• **Actions to take**
[a] Reproduce, word for word, the passage of the housing forum write-up from "The purpose of" up to and including "with racial disparities.".
[b] Pick up the housing forum write-up after its last sentence and carry it forward.

• **Source**
□ □ □ □ □
The Future of Affordable Housing Investment


October 24, 2018 / Key takeaways of the City First Community Development Finance Impact Forum/ Blog

Coffee & Conversation

Brian Argrett, President and CEO, City First Bank

The purpose of this event is to bring together frontline changemakers in affordable housing. We would like you to leave this event more informed, driven, and connected to address the need for affordable housing. We also want you to come away with ideas to take back to your organization that can be implemented. It’s also important to keep in mind that economic disparities overlap with racial disparities.

Who is in the room? Researchers, practitioners, foundations, policymakers, advocates, and builders.

Polly Donaldson, Director, DC Department of Housing and Community Development

Our mission is to produce and preserve opportunities for affordable housing and economic development and to revitalize underserved communities in the District. This involves producing and preserving the supply of quality affordable housing, increasing home ownership opportunities, and revitalizing neighborhoods. Part of our work involves encouraging private investment in affordable housing. We have a staff of 180 people and a $250 million budget.

What drives you to be involved in housing? This stems from my commitment to create a fair and equitable society. Earlier in my career I worked as a teacher in Latin America. I moved back to Baltimore to work on Barbara Mikulski’s campaign. I was looking for opportunities to be more engaged in my community and got involved in housing homeless families during the crack epidemic in DC. My greatest learning has come from working as part of a coalition and experiencing how advocacy can build the political will to address the need for affordable housing.

What’s the continuum of affordable housing? The affordable housing continuum goes from emergency and homeless housing to affordable housing and home ownership. We need to address the whole continuum and not just one segment of it. We need to end homelessness in our community.

Which is the most difficult segment to work on? The most difficult segment to work on is creating permanent housing for people who are homeless. This is challenging because affordable housing requires heavy subsidies to cover the costs. Creating pathways to the middle class is also challenging as the cost of housing rises.

  • What is exciting and scary about The Opportunity Zone Program? The Opportunity Zone program was created as a tax benefit not as a housing program. Although this program offers an opportunity to access additional resources to help construct housing units to help meet the Mayor’s goal of 10,000 units, there is not a lot of control over where investments will be made. It’s important to be intentional in terms of outreach and market opportunities.
  • How will Amazon HQ2 impact DC if this city is selected? Regardless of what happens with Amazon HQ2, DC will need to increase the supply of housing as more jobs are created. We need a regional effort to increase the supply of all kinds of housing, including affordable housing.
  • What did you bring back from the High-Cost Cities Forum? We’re making an aggressive effort to address the need for affordable housing, but we also need to be creative. I learned that DC is investing more per capita than other cities in affordable housing. DC is also the only city that is using the Tenant Opportunity to Purchase Act. Boston is using incentives to engage communities in affordable housing.
  • What’s the one thing you’d like us to know about being Director that is unique? I have a great staff that contributes to being a high-performing agency. Within the past year, we got $168 million in affordable housing projects out the door. I’m fortunate in being able to use the resources that have been allocated for affordable housing. I also appreciate being able to advocate for affordable housing. The DC Government is a proactive force in addressing the need for affordable housing.

Data Presentation

Ed Lazere, Executive Director, DC Fiscal Policy Institute

  • This presentation focuses on the 2019 DC budget and implications for housing.
□ □ □ □ □
• **Record set**
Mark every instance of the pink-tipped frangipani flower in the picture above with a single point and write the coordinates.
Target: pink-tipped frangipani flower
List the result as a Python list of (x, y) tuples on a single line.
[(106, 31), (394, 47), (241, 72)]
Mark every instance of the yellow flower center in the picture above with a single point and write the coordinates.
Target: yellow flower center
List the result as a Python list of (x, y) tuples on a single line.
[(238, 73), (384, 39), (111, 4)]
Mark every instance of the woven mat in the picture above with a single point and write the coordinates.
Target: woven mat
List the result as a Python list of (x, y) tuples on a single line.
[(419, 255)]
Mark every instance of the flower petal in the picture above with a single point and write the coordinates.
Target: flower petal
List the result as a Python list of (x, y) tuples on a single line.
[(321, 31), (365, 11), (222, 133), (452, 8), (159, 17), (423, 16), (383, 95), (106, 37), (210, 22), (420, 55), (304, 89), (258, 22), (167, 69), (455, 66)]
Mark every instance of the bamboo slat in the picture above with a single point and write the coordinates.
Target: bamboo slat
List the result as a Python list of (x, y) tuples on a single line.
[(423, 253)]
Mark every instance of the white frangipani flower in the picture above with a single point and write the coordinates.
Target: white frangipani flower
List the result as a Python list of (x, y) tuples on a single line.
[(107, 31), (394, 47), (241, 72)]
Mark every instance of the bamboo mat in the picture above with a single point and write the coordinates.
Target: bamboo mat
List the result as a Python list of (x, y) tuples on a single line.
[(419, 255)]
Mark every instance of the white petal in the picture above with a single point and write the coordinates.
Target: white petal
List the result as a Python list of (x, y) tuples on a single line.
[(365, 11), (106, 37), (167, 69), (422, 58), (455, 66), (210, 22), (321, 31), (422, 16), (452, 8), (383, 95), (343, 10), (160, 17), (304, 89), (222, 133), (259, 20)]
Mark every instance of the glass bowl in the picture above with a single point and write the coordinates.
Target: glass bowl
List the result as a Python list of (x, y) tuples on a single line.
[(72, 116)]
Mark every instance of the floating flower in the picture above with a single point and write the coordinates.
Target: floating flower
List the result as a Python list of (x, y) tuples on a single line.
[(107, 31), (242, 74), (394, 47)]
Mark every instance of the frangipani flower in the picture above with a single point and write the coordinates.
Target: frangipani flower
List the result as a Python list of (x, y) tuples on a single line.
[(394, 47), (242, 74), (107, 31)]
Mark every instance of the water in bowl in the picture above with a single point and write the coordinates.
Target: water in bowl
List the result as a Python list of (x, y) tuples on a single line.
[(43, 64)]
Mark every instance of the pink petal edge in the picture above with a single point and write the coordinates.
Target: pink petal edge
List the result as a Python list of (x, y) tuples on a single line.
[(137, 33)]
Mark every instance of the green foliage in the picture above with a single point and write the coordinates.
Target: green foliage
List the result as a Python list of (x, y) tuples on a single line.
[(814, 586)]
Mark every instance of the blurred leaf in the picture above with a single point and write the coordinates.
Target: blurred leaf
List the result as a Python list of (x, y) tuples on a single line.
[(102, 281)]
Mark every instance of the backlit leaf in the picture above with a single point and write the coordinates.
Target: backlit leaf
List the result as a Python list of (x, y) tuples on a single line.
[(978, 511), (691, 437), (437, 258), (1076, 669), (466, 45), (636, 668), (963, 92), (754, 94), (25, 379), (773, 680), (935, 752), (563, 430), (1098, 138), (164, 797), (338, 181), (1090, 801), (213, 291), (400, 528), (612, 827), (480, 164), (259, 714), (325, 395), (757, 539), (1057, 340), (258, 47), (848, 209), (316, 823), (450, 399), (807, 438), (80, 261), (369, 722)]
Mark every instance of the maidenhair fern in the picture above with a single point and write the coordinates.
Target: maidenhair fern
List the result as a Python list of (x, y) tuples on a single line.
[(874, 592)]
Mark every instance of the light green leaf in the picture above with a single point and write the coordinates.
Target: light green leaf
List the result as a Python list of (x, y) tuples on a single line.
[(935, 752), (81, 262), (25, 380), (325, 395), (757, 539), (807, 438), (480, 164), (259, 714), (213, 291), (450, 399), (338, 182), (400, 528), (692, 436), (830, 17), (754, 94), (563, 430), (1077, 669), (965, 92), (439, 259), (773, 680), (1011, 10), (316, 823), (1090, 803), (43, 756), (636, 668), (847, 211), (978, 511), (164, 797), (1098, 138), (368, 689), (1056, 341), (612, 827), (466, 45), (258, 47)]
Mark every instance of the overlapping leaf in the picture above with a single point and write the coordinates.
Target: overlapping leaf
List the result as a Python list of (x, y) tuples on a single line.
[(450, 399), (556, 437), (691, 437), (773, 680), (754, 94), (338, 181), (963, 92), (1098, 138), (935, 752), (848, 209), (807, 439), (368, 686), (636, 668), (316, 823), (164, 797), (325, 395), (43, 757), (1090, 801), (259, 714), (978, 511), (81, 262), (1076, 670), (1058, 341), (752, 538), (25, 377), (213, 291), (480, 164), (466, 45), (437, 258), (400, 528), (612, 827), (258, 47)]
□ □ □ □ □
• **Responses to the tasks**
[a]
The purpose of this event is to bring together frontline changemakers in affordable housing. We would like you to leave this event more informed, driven, and connected to address the need for affordable housing. We also want you to come away with ideas to take back to your organization that can be implemented. It’s also important to keep in mind that economic disparities overlap with racial disparities.

[b]
  • Homes and neighborhoods are important for our psychic well-being.
  • The Mayor has ramped up DC’s investment in affordable housing. However, the government needs to do more to meet the enormous need for affordable housing. The problem is that families are being squeezed. Families of color are the most economically stressed. People who are low-income are paying more than half of their income on housing, and the number of these families is growing. Over 60% of families who are below 30% of the annual medium income are spending more than half (and as much as 80% in some cases) of their income on housing. These families are struggling to meet the rising costs of housing.
  • A lack of affordable housing creates stresses not only related to housing, but also for food security, health care, and protecting families. Housing instability also has a negative impact on children. They experience behavioral and academic challenges, which makes it harder for them to graduate from school and get good paying jobs. The reverse is also true when affordable housing is available.
  • The 2019 DC budget that was adopted in June includes $300 million for affordable housing. The problem is that the challenges of affordable housing are so great that we’re not making a dent in addressing this need. $1 billion is needed to meet the need for affordable housing, which includes construction subsidies and rental assistance.
  • To address the need for affordable housing we need more government financing, construction subsidies, and rental assistance for low-income families.
  • We also need a paradigm shift in how we think about affordable housing. Family stability is tied to housing stability. Funding for affordable housing lags behind other key community priorities, such as schools (about $1.6 billion), public safety (about $800 million), and public works (about $600 million). An investment in housing needs to match what the city spends on these priorities.
  • We created an interactive map for every affordable housing project over the past four years in DC that is under construction or in the pipeline. Key findings of this map are that affordable housing resources need to be invested throughout the city and resources are not reaching families with high needs.

Panel: The Future of Affordable Housing Investment

Carl Hairston, Executive Vice President and Chief Lending Officer, City First Bank

  • This panel will discuss best practices and lessons learned in affordable housing.

Tyrone Garrett, Executive Director, District of Columbia Housing Authority

  • Not everyone looks at affordable housing the same way. How do you look at it? Affordable housing is typically viewed as serving the lowest income residents whose annual income is up to $40,000. Our agency provides public housing to people with a broader income range. It’s important to have another program, like home ownership, for people to move on to as their income rises when they no longer qualify for public housing.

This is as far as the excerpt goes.